_O QUE FAZER_: Liste todos os espaços culturais que o trecho do documento abaixo menciona por nome próprio.

Augusto Nunes-Filho, presidente da fundação Clóvis Salgado
1) Quais são os desafios da fundação?
Plantamos muito nesses primeiros seis meses de administração e agora estamos no começo da colheita dos frutos. Nesse sentido, a vocação pública da ‘Casa’ se consolida cada vez mais com intensidade. A Fundação Clóvis Salgado é uma instituição pública por vocação, um lugar de todo mundo, para todos terem acesso. O Palácio das Artes, equipamento mais importante dos geridos pela fundação, é o maior centro de cultura do estado, lugar de fantasias e magia. Quando as cortinas se abrem, as coisas acontecem, mesmo que, segundos antes, isso parecesse impossível. A manutenção de um centro cultural de tal porte, com programação de qualidade, demanda um trabalho diuturno por parte de todos os funcionários, que aliás, merecem destaque pelo inegável envolvimento e compromisso com que lidam com suas tarefas.
2) Cite, por favor, os programas gratuitos e a preços populares?
Temos dois programas gratuitos, que são o Sinfônica ao Meio-dia e o Lírico ao Meio-dia, oferecidos às terças-feiras. Nas noites da quarta-feira seguinte, temos o Lírico em Concerto e a Sinfônica em Concerto ao preço de R$ 10 (inteira) e R$ 5 (meia), sendo que o Programa Bravo, Professor! disponibiliza gratuitamente 20% dos ingressos para os professores. No Projeto 2 na Quinta, na Sala Juvenal Dias, temos apresentações quinzenais de músicos mineiros em que o artista já consagrado convida um jovem talento. Temos concertos gratuitos em outros espaços da cidade, como museus e igrejas. Também o acesso às galerias de arte e ao cinema é gratuito.
3) Há novidades?
Sim. Estamos empenhados em otimizar a formação de público. Além dos concertos mencionados, inovamos com formato de ópera em versão adaptada que motivou a vinda de frequentadores que jamais tinham assistido a espetáculos do gênero operístico. Esse formato será mantido em parte das novas montagens. As artes visuais contam a partir de agora com o Programa Arteminas, que convida artistas mineiros a exporem seus trabalhos nas nossas galerias. O Cine Humberto Mauro diversificou sua programação e formato de exibições aumentando de forma substancial a frequência de cinéfilos de todas as tribos. E, por fim, atenderemos a uma antiga demanda dos frequentadores do Grande Teatro: aumentaremos o número de banheiros, construindo num primeiro momento instalações no primeiro piso do teatro.

_INFORMAÇÕES FORNECIDAS_:
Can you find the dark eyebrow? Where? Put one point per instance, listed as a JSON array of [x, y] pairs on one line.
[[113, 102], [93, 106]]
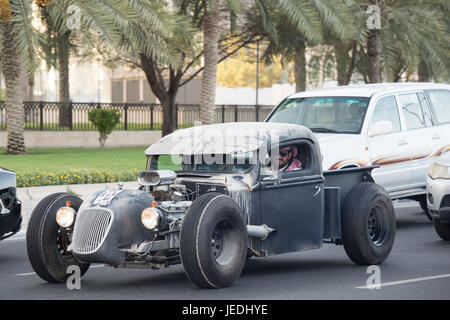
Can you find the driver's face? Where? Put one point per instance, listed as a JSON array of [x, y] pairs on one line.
[[284, 156]]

_SOLUÇÃO DA TAREFA_: Palácio das Artes, Sala Juvenal Dias, Cine Humberto Mauro e Grande Teatro.